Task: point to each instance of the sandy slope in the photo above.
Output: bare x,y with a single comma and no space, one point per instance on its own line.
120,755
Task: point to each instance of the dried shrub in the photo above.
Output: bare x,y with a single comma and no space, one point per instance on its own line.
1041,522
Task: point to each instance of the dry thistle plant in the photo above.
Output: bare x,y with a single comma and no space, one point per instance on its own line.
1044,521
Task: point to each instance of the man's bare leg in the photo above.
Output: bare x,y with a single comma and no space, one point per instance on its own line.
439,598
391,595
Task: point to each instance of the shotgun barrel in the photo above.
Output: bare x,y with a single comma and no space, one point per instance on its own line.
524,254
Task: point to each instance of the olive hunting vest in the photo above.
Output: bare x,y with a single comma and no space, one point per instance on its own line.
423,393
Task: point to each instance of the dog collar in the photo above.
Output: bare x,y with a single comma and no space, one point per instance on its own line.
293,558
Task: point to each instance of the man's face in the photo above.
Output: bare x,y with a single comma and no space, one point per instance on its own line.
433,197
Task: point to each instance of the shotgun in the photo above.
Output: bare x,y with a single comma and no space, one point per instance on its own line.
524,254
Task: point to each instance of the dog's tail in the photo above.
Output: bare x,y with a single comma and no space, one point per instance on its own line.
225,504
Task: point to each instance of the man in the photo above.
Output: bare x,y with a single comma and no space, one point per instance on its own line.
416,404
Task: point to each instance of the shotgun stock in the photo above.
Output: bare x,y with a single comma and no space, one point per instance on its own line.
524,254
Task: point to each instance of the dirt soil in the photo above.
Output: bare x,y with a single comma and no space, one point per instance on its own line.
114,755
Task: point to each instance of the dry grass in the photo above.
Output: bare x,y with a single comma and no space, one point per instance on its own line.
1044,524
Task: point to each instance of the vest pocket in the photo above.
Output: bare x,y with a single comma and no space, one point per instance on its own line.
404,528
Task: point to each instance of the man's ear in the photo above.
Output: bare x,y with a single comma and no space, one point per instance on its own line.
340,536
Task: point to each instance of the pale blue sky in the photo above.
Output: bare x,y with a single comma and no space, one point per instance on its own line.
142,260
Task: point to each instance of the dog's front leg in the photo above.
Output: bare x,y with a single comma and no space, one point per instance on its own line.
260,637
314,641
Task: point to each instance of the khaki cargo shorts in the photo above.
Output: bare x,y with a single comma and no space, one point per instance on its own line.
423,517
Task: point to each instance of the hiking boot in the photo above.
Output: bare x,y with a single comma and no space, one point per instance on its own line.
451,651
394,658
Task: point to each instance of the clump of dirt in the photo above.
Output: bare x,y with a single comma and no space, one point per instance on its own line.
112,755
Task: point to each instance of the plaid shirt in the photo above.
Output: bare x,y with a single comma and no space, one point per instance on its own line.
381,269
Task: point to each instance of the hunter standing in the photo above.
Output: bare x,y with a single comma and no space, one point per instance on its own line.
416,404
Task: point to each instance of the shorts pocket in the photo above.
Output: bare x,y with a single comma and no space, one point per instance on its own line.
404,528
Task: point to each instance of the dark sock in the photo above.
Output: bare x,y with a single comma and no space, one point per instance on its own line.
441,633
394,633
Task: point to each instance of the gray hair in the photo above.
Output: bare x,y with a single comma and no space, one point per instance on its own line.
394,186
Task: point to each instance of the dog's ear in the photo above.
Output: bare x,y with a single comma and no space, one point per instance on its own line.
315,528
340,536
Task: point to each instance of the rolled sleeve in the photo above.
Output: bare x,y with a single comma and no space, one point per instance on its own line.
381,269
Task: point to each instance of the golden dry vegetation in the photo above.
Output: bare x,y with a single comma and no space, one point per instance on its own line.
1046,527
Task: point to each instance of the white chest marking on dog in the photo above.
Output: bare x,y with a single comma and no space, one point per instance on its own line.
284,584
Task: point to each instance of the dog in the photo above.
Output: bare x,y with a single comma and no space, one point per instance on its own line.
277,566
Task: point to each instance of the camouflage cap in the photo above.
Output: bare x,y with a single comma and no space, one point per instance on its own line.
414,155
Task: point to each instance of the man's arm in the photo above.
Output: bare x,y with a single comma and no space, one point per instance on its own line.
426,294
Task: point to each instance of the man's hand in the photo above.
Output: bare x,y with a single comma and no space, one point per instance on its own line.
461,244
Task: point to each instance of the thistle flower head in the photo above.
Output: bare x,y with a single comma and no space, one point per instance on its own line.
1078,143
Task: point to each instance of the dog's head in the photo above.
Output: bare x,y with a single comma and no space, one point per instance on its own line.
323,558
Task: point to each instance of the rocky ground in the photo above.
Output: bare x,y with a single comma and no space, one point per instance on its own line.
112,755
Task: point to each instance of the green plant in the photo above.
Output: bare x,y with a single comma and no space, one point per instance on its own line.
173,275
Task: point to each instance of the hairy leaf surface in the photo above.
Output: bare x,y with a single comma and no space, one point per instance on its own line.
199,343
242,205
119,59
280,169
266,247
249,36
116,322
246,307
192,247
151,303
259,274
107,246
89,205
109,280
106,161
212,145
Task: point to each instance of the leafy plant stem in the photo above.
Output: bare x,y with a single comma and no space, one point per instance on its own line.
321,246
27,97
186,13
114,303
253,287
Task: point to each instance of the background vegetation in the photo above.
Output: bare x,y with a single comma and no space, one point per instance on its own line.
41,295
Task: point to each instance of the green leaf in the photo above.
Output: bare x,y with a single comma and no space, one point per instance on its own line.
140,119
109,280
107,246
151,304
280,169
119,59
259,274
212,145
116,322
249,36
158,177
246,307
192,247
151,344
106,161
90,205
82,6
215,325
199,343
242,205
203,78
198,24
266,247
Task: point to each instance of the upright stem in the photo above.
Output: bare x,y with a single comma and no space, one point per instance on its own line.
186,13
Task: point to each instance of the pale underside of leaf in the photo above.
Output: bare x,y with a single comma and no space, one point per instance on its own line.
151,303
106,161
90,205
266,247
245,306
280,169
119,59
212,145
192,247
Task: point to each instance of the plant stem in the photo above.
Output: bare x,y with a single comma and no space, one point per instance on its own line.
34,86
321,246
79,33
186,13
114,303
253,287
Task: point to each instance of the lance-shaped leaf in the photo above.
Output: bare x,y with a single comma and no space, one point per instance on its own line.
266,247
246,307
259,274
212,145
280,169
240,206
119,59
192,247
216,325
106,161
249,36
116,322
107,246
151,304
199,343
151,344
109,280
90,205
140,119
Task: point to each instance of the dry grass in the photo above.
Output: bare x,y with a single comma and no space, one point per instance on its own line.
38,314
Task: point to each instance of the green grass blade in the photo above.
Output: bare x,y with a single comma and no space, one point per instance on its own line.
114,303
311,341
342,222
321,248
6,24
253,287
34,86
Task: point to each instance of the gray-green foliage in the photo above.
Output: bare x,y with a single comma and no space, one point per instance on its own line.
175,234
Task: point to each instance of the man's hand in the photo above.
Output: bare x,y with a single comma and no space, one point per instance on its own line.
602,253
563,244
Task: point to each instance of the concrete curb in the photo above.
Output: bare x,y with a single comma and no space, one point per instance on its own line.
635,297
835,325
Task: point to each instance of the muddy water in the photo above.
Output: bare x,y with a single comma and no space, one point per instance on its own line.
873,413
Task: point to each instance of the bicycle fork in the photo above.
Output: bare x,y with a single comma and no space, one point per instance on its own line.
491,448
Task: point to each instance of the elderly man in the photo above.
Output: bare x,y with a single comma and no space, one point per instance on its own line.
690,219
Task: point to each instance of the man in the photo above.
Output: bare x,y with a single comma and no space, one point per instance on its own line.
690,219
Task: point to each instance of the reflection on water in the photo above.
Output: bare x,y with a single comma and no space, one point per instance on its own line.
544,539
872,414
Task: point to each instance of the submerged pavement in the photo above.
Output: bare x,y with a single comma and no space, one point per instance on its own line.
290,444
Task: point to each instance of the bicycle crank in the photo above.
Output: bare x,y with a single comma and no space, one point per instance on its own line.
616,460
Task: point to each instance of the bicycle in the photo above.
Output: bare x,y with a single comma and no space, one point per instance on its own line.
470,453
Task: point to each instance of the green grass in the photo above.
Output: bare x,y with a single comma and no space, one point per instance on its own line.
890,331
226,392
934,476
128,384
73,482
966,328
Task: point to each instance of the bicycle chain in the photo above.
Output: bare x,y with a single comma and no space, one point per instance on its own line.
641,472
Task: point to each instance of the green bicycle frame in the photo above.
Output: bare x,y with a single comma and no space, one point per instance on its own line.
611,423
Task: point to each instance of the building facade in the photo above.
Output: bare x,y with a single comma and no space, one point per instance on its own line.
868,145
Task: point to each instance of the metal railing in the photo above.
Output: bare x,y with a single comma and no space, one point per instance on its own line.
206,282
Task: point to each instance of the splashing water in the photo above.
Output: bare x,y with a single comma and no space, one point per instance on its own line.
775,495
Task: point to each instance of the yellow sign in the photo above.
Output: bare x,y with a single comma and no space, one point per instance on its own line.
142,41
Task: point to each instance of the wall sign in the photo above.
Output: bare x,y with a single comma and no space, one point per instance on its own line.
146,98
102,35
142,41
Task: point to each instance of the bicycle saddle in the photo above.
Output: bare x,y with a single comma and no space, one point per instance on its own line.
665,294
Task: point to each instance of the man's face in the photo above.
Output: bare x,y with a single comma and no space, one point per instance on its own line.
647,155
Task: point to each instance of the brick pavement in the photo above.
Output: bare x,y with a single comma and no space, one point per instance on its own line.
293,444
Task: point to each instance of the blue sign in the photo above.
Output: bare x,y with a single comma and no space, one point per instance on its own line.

- [Written exercise]
Find the line that contains "Task: point to each instance of the yellow" in the listing above. Retype it and every line after it up to the last, exactly, and nothing else.

- [Task result]
Task: point to each instance of the yellow sign in the photo above.
Output: bare x,y with a single comma and no space, one point per instance on its own line.
142,41
Task: point to each instance of the wall sign in the photo above.
Output: bare x,y with a single comma and no space, one point per instance on its own line.
146,98
102,35
142,41
Task: point to each instance of the bicycle saddle in the photo above.
Output: bare x,y with a single comma and no space, one point per instance on its own line.
665,294
Task: point to each instance of the man's face in the photo above.
Output: bare x,y with a single comma and no space, one point per instance on its own line.
647,155
Task: point to each instance of the brick pavement in the photo above.
Output: bare x,y with a single comma and no space, one point per instance on its own line.
293,444
Task: point to each instance of the blue sign in the photo above.
Output: bare x,y with a single comma and no space, one point per instance on its own line.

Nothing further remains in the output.